Extracted entries>
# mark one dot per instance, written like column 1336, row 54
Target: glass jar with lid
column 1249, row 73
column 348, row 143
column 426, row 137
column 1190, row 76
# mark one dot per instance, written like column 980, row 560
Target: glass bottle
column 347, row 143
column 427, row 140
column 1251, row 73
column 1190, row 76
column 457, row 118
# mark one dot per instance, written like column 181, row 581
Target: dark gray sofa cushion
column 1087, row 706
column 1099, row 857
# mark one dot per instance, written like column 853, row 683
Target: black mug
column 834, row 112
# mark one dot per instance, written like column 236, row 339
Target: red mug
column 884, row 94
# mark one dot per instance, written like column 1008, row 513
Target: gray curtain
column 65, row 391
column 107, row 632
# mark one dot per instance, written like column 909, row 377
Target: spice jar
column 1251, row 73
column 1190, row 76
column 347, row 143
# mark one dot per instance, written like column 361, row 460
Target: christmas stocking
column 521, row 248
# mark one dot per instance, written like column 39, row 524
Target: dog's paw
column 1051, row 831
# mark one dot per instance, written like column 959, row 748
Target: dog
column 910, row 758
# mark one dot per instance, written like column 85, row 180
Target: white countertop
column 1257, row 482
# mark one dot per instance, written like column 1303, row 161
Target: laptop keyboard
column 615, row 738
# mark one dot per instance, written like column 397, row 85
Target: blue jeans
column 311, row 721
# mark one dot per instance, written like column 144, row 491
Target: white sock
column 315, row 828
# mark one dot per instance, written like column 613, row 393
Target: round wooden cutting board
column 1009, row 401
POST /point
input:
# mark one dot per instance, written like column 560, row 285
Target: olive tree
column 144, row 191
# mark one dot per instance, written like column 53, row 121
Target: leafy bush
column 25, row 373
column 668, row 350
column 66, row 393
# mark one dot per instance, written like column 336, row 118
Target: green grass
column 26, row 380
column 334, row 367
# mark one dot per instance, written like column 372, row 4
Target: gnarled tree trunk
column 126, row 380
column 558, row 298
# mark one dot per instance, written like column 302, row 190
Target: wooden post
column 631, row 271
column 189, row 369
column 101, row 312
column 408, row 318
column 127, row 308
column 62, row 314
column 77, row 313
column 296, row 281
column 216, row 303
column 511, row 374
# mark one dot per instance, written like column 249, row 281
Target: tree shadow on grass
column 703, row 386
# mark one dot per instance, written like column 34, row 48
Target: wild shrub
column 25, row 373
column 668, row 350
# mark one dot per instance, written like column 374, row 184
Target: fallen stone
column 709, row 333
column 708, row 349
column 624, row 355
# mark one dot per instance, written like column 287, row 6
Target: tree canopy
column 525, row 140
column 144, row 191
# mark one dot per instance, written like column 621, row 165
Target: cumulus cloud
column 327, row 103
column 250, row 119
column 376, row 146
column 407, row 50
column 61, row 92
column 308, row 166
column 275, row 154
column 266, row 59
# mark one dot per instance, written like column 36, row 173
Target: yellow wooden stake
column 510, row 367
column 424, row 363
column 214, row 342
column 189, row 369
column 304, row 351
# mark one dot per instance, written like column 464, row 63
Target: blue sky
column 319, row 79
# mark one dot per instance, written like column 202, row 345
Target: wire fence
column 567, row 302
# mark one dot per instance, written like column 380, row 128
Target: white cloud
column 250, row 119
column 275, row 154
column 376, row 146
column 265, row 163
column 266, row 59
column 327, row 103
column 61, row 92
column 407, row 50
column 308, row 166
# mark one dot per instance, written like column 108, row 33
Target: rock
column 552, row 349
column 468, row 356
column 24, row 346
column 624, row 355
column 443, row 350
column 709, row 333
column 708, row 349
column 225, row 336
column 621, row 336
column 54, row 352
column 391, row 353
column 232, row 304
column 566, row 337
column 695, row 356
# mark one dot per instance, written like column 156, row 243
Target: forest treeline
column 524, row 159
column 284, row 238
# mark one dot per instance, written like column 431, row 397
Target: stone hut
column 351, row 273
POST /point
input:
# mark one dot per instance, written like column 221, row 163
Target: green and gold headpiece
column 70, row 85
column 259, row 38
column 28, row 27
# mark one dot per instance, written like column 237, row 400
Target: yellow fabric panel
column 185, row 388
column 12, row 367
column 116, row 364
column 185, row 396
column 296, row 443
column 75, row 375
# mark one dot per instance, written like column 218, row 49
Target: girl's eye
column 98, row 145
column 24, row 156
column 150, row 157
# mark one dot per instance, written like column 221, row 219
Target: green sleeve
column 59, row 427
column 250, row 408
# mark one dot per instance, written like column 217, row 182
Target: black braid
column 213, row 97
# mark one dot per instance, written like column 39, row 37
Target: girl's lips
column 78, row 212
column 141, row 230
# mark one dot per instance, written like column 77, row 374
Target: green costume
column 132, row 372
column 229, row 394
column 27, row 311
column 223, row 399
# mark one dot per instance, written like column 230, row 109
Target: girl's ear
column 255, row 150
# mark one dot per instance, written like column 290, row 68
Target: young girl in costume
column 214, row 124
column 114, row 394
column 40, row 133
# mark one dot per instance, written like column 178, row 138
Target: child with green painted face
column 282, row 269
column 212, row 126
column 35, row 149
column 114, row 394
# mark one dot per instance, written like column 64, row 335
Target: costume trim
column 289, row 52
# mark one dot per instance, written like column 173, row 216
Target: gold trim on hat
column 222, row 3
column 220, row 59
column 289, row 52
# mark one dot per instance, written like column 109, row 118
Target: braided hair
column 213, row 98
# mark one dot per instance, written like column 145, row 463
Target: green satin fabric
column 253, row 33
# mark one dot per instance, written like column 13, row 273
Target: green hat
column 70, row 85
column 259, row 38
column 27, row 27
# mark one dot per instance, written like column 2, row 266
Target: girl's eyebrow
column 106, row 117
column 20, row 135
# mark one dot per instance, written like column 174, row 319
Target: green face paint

Exercise requirements>
Reproduce all of the items above verbatim, line for line.

Result>
# mark one dot per instance, written like column 1336, row 54
Target: glass jar with lid
column 1249, row 73
column 348, row 143
column 426, row 137
column 1190, row 76
# mark one dot per instance, written like column 980, row 560
Target: glass bottle
column 347, row 143
column 427, row 140
column 1251, row 73
column 1190, row 76
column 457, row 118
# mark one dot per instance, written like column 181, row 581
Target: dark gray sofa cushion
column 1087, row 706
column 1099, row 857
# mark one dot per instance, written like column 853, row 683
Target: black mug
column 834, row 112
# mark one dot per instance, written like column 236, row 339
Target: red mug
column 884, row 94
# mark one dot per instance, written like column 1008, row 513
Target: gray curtain
column 65, row 391
column 107, row 632
# mark one dot per instance, written like column 909, row 377
Target: spice jar
column 1251, row 73
column 1190, row 76
column 347, row 143
# mark one dot per instance, written like column 361, row 460
Target: christmas stocking
column 521, row 248
# mark one dot per instance, written like column 39, row 524
Target: dog's paw
column 1051, row 831
# mark one dot per instance, written like column 959, row 748
Target: dog
column 910, row 758
# mark one dot per instance, written like column 85, row 180
Target: white countertop
column 1257, row 482
# mark one dot per instance, written like column 1303, row 161
Target: laptop keyboard
column 615, row 738
# mark one dot per instance, written like column 397, row 85
Target: blue jeans
column 311, row 721
# mark one dot per instance, written like column 144, row 491
Target: white sock
column 315, row 828
# mark one dot per instance, written like column 613, row 393
Target: round wooden cutting board
column 1009, row 401
POST /point
input:
# mark one dot per instance, written like column 560, row 285
Target: olive tree
column 144, row 191
# mark one dot per instance, written like column 53, row 121
Target: leafy bush
column 25, row 373
column 668, row 350
column 66, row 393
# mark one dot per instance, written like column 336, row 118
Target: green grass
column 26, row 380
column 334, row 367
# mark one dot per instance, written like column 372, row 4
Target: gnarled tree trunk
column 126, row 380
column 558, row 298
# mark one dot per instance, written like column 302, row 190
Target: wooden post
column 631, row 271
column 189, row 369
column 101, row 312
column 408, row 318
column 127, row 308
column 62, row 314
column 77, row 313
column 296, row 281
column 216, row 303
column 511, row 374
# mark one dot per instance, written like column 249, row 281
Target: tree shadow on grass
column 703, row 386
# mark one dot per instance, written like column 34, row 48
Target: wild shrub
column 25, row 373
column 668, row 350
# mark one dot per instance, written like column 374, row 184
Target: fallen stone
column 709, row 333
column 708, row 349
column 624, row 355
# mark one dot per instance, written like column 287, row 6
Target: tree canopy
column 525, row 140
column 144, row 191
# mark one dot per instance, written like column 621, row 165
Target: cumulus cloud
column 327, row 103
column 250, row 119
column 376, row 146
column 407, row 50
column 61, row 92
column 308, row 166
column 275, row 154
column 266, row 59
# mark one dot per instance, written like column 36, row 173
Target: yellow wooden stake
column 510, row 367
column 424, row 363
column 214, row 342
column 189, row 369
column 304, row 351
# mark one dot per instance, written like column 464, row 63
Target: blue sky
column 319, row 79
# mark one dot per instance, written like column 202, row 345
Target: wire fence
column 567, row 302
# mark one dot per instance, written like column 380, row 128
Target: white cloud
column 250, row 119
column 275, row 154
column 376, row 146
column 265, row 163
column 266, row 59
column 327, row 103
column 61, row 92
column 407, row 50
column 308, row 166
# mark one dot per instance, written like column 108, row 33
Target: rock
column 552, row 349
column 468, row 356
column 24, row 346
column 624, row 355
column 443, row 350
column 709, row 333
column 708, row 349
column 225, row 336
column 621, row 336
column 54, row 352
column 391, row 353
column 232, row 304
column 566, row 337
column 695, row 356
# mark one dot per instance, written like column 156, row 243
Target: forest treeline
column 524, row 159
column 284, row 238
# mark one dot per instance, written like column 431, row 397
Target: stone hut
column 351, row 273
POST /point
input:
# mark one dot per instance, written like column 221, row 163
Target: green and gold headpiece
column 70, row 85
column 259, row 38
column 28, row 27
# mark one dot per instance, written like column 237, row 400
Target: yellow fabric panel
column 185, row 388
column 12, row 367
column 116, row 364
column 185, row 396
column 296, row 443
column 75, row 375
# mark one dot per instance, written like column 218, row 49
Target: girl's eye
column 98, row 145
column 24, row 156
column 150, row 157
# mark one dot per instance, written like column 221, row 219
Target: green sleeve
column 59, row 427
column 250, row 408
# mark one dot per instance, written like column 217, row 182
Target: black braid
column 213, row 97
# mark one dot per instance, written like column 39, row 37
Target: girl's lips
column 78, row 212
column 141, row 230
# mark one dot per instance, written like column 77, row 374
Target: green costume
column 132, row 372
column 229, row 394
column 27, row 311
column 223, row 399
# mark one dot per instance, written like column 230, row 109
Target: girl's ear
column 255, row 150
# mark one dot per instance, written like column 290, row 68
Target: young girl in costume
column 214, row 124
column 114, row 394
column 40, row 133
# mark one dot per instance, written like column 178, row 138
Target: child with green painted face
column 282, row 269
column 212, row 126
column 35, row 149
column 114, row 394
# mark one dot per instance, written like column 64, row 335
Target: costume trim
column 289, row 52
# mark one dot per instance, written like column 173, row 216
Target: gold trim on hat
column 222, row 3
column 220, row 59
column 289, row 52
# mark one dot per instance, written like column 109, row 118
Target: braided hair
column 213, row 98
# mark one dot per instance, written like column 145, row 463
Target: green satin fabric
column 253, row 33
# mark one dot per instance, written like column 13, row 273
Target: green hat
column 70, row 85
column 259, row 38
column 27, row 27
# mark one dot per instance, written like column 2, row 266
Target: girl's eyebrow
column 106, row 117
column 20, row 135
# mark one dot per instance, written like column 174, row 319
Target: green face paint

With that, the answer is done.